____ Material for this exercise
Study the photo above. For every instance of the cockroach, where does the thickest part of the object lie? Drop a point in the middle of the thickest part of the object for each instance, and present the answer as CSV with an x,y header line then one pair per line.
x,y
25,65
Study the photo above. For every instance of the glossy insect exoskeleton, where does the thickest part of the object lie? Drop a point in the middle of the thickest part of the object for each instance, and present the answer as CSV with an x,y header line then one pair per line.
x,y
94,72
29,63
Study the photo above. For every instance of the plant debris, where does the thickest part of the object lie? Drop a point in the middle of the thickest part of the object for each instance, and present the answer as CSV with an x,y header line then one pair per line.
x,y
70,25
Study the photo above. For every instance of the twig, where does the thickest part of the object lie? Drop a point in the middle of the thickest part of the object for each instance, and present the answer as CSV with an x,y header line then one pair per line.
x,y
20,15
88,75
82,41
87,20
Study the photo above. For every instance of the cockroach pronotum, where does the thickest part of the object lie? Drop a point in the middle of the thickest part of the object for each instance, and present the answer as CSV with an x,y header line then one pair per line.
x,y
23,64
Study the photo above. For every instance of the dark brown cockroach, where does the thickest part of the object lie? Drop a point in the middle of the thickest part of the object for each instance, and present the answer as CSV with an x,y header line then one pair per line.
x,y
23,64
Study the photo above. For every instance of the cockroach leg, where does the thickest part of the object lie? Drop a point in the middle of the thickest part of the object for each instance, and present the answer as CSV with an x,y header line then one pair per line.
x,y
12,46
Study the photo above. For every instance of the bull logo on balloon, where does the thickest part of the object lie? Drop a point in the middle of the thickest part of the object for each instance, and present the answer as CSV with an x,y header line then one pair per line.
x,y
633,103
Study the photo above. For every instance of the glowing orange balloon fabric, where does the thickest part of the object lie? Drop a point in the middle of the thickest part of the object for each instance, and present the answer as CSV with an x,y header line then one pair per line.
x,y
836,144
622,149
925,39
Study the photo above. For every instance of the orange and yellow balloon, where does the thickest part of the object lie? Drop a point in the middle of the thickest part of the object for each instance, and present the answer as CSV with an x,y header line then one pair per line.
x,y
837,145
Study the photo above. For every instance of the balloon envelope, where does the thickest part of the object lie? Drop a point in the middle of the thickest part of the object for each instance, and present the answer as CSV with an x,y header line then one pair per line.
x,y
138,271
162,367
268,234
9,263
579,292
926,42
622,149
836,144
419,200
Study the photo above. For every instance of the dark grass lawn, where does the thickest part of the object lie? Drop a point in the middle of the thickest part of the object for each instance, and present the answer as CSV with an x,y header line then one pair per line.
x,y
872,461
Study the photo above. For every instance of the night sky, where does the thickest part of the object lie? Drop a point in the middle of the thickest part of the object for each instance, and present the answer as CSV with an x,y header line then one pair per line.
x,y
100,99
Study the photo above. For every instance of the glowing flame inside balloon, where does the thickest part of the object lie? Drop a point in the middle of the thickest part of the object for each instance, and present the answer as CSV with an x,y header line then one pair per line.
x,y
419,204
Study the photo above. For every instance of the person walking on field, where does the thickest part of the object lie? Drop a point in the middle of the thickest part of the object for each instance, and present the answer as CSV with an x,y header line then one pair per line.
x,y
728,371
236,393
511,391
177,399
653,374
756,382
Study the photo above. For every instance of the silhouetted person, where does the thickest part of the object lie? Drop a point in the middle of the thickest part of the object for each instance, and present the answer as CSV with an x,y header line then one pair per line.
________
Task to complete - Your task is to repeat the entries exactly.

Answer area -
Study the photo above. For every instance of the cockroach, where does the thickest part of the object lie? Drop a point in the middle of the thickest part of the object for each instance, and present the answer as CSV with an x,y header line then one pair per line.
x,y
25,65
Study the photo above. For every instance of the glossy insect exoskeleton, where does the thickest part of the object lie? Drop a point in the middle of the thickest part of the object for each instance, and present the answer as CSV with an x,y header line then one pair per line.
x,y
94,72
29,63
Study the photo above. For every instance of the plant debris, where does the thickest part of the object lie? Drop a point in the middle of the thickest part of the object for each instance, and present the answer as CSV with an x,y header line then one pair per line.
x,y
70,25
Study the photo above. For every instance of the twig, where does the thickest part of the object lie? Drop a point in the middle of the thickest part of the object for each instance, and present the answer as CSV with an x,y header line then one pair per line.
x,y
20,15
88,75
82,41
87,20
Study the photo above. For every instance of the cockroach pronotum, where does the thickest part of the object lie? Drop a point in the middle of the thickest part of the object for each instance, and present the answer as CSV with an x,y header line then one pair per line.
x,y
23,64
Study the photo above. For every instance of the dark brown cockroach, where does the thickest part of the object lie? Drop a point in the middle of the thickest part of the object for each instance, and present the answer as CSV with an x,y header line then one pair per line.
x,y
23,64
Study the photo above. For every instance of the cockroach leg, where does the thickest part of the object lie? Drop a point in the middle of the thickest part of the object for each instance, and present the answer as CSV with an x,y header line then one pair per line.
x,y
12,46
Study the photo above. For every instance of the bull logo on balloon, where does the thickest part of the object lie? Drop a point in the middle of the thickest part of the object for each instance, and present the answer as CSV with an x,y header line then one pair per line.
x,y
633,103
Study the photo above. For every instance of the glowing orange balloon fabric, where does the thickest part of the object lie? Drop a point in the middle of the thickest part of the object for each instance, and present the answer as CSV with an x,y header line then one pair per line.
x,y
836,144
622,149
925,39
Study the photo above. For every instance of the orange and yellow balloon, where does the thickest part of the object lie? Drop a point in the middle of the thickest part of the object for each instance, and present the answer as CSV with an x,y header line then one pair per line.
x,y
837,145
Study the photo above. For every instance of the balloon envelope, where does the thickest part of the object lie? Drop a point in the middle of the thickest part of the object for each instance, and present the answer as CSV with an x,y header line then one pair per line.
x,y
138,271
162,367
268,234
9,263
579,292
926,42
622,149
836,144
419,200
Study the photo above. For every instance of the dark grass lawn, where does the thickest part of the object lie? Drop a point in the middle of the thickest part of the object for each instance, and present the answer as CSV with an x,y header line then one pair per line.
x,y
872,461
Study the photo above. For every instance of the night sky, where does the thickest part of the object lie? Drop a point in the middle of the thickest part of the object for each instance, and present the answer as CSV with an x,y header line then one pair per line.
x,y
100,99
Study the photo above. For every instance of the glowing flame inside balloon, where does the thickest part of the object lie? Drop a point in the middle of the thickest part of the object for each instance, and present the answer as CSV with an x,y header line then one pair per line.
x,y
419,204
Study the photo above. For every instance of the person walking on field, where does the thickest part of the object lie? Drop a point in the middle of the thickest part of the object for each instance, and present the answer as CSV with an x,y header line then one pair per line.
x,y
728,371
236,393
511,391
177,399
653,374
756,382
Study the photo above. For every instance of the silhouetted person, where does the thickest part of the object lie? Drop a point in the middle of the thickest part of the object for each instance, and present the answer as CSV with an x,y header line then one pair per line.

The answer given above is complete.